Set out every line of the listing below as a numbered list, skipping blank lines.
— START Material supplied —
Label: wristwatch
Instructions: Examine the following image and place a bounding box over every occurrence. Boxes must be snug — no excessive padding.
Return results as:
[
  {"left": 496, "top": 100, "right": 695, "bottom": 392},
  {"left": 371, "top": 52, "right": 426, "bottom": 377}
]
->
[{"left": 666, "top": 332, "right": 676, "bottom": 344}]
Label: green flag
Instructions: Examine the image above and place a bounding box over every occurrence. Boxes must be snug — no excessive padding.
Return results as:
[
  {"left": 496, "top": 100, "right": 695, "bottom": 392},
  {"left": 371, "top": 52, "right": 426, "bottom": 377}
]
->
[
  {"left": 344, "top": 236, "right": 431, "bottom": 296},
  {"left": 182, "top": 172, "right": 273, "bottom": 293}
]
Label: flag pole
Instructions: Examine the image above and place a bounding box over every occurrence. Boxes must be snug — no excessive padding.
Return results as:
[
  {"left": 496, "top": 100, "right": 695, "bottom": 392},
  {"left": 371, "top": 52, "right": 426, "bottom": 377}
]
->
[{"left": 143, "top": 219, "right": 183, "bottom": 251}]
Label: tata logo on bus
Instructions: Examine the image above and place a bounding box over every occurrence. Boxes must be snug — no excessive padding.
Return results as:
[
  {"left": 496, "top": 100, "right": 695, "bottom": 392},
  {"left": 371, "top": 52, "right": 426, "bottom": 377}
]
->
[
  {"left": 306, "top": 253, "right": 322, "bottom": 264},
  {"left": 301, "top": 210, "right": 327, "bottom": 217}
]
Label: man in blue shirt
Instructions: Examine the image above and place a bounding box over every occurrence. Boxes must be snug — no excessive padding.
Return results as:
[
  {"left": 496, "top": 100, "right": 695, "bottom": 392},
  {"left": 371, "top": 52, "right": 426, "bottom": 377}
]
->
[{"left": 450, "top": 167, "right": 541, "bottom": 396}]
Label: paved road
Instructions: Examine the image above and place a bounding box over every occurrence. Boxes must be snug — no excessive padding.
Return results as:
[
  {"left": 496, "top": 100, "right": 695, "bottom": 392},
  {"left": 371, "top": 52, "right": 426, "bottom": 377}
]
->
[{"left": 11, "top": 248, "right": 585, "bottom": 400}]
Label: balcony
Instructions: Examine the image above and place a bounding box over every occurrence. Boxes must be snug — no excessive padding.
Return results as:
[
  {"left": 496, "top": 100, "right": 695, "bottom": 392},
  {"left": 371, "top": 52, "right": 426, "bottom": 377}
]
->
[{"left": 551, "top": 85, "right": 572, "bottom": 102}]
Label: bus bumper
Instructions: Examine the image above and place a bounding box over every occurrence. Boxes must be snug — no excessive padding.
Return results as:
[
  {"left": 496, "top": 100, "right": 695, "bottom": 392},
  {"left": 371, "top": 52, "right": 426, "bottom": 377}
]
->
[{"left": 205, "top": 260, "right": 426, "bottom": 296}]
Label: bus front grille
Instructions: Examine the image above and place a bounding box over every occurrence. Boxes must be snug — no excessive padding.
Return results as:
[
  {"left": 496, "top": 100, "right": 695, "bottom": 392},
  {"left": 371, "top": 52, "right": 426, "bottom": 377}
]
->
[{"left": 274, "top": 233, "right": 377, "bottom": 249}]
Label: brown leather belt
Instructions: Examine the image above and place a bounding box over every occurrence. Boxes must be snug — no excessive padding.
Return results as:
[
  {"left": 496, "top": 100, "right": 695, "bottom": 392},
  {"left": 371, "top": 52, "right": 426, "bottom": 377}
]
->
— END Material supplied —
Exercise output
1. Label: wristwatch
2. Instructions: Examine the following image and place a bounding box over every occurrence. Boxes must be snug — no excessive padding.
3. Return results as:
4. [
5.   {"left": 496, "top": 100, "right": 695, "bottom": 392},
6.   {"left": 371, "top": 52, "right": 426, "bottom": 377}
7. ]
8. ->
9. [{"left": 666, "top": 332, "right": 676, "bottom": 344}]
10. Label: green flag
11. Instructions: Examine the image above and place a bounding box over every occurrence. Boxes must be snug — no excessive padding.
12. Return results as:
13. [
14.   {"left": 496, "top": 100, "right": 695, "bottom": 392},
15.   {"left": 371, "top": 52, "right": 426, "bottom": 377}
16. ]
17. ->
18. [
19.   {"left": 344, "top": 236, "right": 431, "bottom": 296},
20.   {"left": 182, "top": 172, "right": 273, "bottom": 293}
21. ]
22. Label: flag pole
23. Instructions: Examine the image above and place a bounding box over every occurrence. Boxes must be snug — no excessive padding.
24. Return results as:
25. [
26.   {"left": 496, "top": 100, "right": 695, "bottom": 392},
27.   {"left": 371, "top": 52, "right": 426, "bottom": 377}
28. ]
29. ->
30. [{"left": 143, "top": 219, "right": 183, "bottom": 251}]
31. Label: tata logo on bus
32. Instructions: Examine the image above and place a bounding box over every occurrence. Boxes must be snug — no excessive padding.
33. Return results as:
34. [
35.   {"left": 496, "top": 100, "right": 695, "bottom": 392},
36.   {"left": 371, "top": 52, "right": 426, "bottom": 377}
37. ]
38. ->
39. [
40.   {"left": 306, "top": 253, "right": 322, "bottom": 264},
41.   {"left": 301, "top": 210, "right": 327, "bottom": 217}
42. ]
43. Label: man in blue shirt
44. Instructions: Examine the image above and place a bounding box over every occurrence. Boxes must be snug — no excessive padding.
45. Return results as:
46. [
47.   {"left": 496, "top": 100, "right": 695, "bottom": 392},
48.   {"left": 371, "top": 52, "right": 426, "bottom": 377}
49. ]
50. ->
51. [{"left": 450, "top": 167, "right": 541, "bottom": 396}]
52. Label: paved road
53. Instructions: Examine the image above and place a bounding box over every occurrence. Boxes must be snug — no excessive padding.
54. Return results as:
55. [
56.   {"left": 496, "top": 100, "right": 695, "bottom": 392},
57.   {"left": 371, "top": 52, "right": 426, "bottom": 377}
58. ]
59. ->
60. [{"left": 11, "top": 248, "right": 585, "bottom": 400}]
61. Label: balcony
62. Instructions: Examine the image above and place a bounding box over every occurrence. Boxes must be snug — no excessive padding.
63. Return results as:
64. [
65.   {"left": 496, "top": 100, "right": 695, "bottom": 392},
66.   {"left": 371, "top": 52, "right": 426, "bottom": 377}
67. ]
68. ->
69. [{"left": 551, "top": 85, "right": 572, "bottom": 102}]
70. Label: bus bumper
71. Instructions: Examine the image above and place a bounding box over every occurrence. Boxes must be snug — no excessive padding.
72. Return results as:
73. [
74.   {"left": 496, "top": 100, "right": 695, "bottom": 392},
75.   {"left": 371, "top": 52, "right": 426, "bottom": 377}
76. ]
77. ->
78. [{"left": 205, "top": 260, "right": 426, "bottom": 296}]
79. Label: bus front grille
80. Instructions: Examine the image above and place a bounding box over every occurrence. Boxes must be snug — no excessive padding.
81. Return results as:
82. [
83.   {"left": 496, "top": 100, "right": 695, "bottom": 392},
84.   {"left": 371, "top": 52, "right": 426, "bottom": 377}
85. ]
86. ->
87. [{"left": 274, "top": 233, "right": 377, "bottom": 249}]
88. Label: brown leather belt
89. Instructions: Examine the image above and place a bounding box over every occurrence. Boxes must be snug — no excessive padding.
90. Return results as:
91. [
92.   {"left": 496, "top": 100, "right": 695, "bottom": 392},
93.   {"left": 371, "top": 52, "right": 426, "bottom": 377}
94. ]
95. ->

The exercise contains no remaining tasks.